▸ GIVEN INSTRUCTION
Reproduce the entries in full, with no changes.

▸ MATERIAL TO PROCESS
[Begin]

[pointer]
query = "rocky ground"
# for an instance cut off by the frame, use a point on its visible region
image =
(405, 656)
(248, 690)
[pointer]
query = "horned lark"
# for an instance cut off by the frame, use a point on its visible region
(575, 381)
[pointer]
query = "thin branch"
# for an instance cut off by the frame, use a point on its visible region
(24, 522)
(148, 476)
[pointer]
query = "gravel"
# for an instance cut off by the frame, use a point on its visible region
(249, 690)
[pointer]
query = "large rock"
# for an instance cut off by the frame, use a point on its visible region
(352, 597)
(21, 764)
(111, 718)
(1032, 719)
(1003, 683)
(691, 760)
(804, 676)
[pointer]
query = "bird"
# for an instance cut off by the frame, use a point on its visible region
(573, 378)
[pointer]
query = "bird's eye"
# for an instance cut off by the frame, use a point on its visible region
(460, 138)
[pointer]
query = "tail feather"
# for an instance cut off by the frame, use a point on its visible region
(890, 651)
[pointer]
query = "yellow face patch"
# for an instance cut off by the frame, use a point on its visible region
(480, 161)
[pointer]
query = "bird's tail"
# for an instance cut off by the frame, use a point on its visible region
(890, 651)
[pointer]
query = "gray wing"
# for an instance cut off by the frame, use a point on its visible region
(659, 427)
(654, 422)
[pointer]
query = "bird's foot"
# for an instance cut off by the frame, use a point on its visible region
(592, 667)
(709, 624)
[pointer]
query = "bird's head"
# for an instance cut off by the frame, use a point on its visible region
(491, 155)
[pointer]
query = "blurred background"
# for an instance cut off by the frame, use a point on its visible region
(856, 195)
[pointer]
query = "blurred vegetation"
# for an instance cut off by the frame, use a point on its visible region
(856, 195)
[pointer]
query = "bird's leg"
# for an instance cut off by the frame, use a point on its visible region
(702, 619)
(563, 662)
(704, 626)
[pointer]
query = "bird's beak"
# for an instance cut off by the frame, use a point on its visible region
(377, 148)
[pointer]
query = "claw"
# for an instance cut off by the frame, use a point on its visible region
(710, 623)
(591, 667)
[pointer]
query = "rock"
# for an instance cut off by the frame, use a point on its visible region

[End]

▸ RESULT OF THE TASK
[pointer]
query = "rocky ground"
# for an instance cut off by the frame, use a point on its visible region
image =
(405, 656)
(248, 690)
[pointer]
query = "horned lark"
# for an instance cut off by the frame, use a point on its visible region
(575, 381)
[pointer]
query = "thin branch"
# for an instance cut off by the frame, use a point on its visible region
(24, 522)
(148, 476)
[pointer]
query = "gravel"
# for an instance cut off by the frame, use a point on its visible region
(249, 690)
[pointer]
query = "large rock"
# for an instance cut off by the frame, use a point on its visible region
(352, 597)
(21, 764)
(111, 718)
(1032, 719)
(1003, 683)
(691, 760)
(804, 676)
[pointer]
query = "bird"
# for an instance cut off by the frame, use a point on its visible region
(573, 378)
[pointer]
query = "bird's eye"
# for an instance cut off by the frame, use a point on its visible region
(460, 138)
[pointer]
query = "tail feather"
# for an instance cut off by the frame, use a point on its visible region
(890, 651)
[pointer]
query = "yellow face patch"
# for an instance cut off by the frame, use a point on its visible region
(480, 161)
[pointer]
query = "bird's tail"
# for an instance cut off by the frame, use a point on its visible region
(890, 651)
[pointer]
query = "gray wing"
# for an instance cut off by the frame, use a point on its visible region
(659, 427)
(654, 422)
[pointer]
query = "bird's foot"
# for an instance cut off by the frame, use a point on its visible region
(592, 667)
(709, 624)
[pointer]
query = "bird's head"
# for an instance cut off by the frame, use a point on its visible region
(491, 155)
[pointer]
query = "blurred background"
# for an instance cut off by the frame, use a point on its visible region
(856, 195)
[pointer]
query = "blurred vegetation"
# for an instance cut off by the frame, use a point on its visible region
(856, 195)
[pointer]
query = "bird's leg"
# for an instance cut off by the frame, use a point on its visible region
(702, 619)
(563, 662)
(704, 626)
[pointer]
query = "bird's beak"
# for an instance cut off by the frame, use a point on its visible region
(377, 148)
[pointer]
query = "claw"
# for an instance cut off by the frame, use a point on its visible region
(710, 623)
(591, 667)
[pointer]
query = "rock"
# for an instance cut off by the frame, use a point on its visible region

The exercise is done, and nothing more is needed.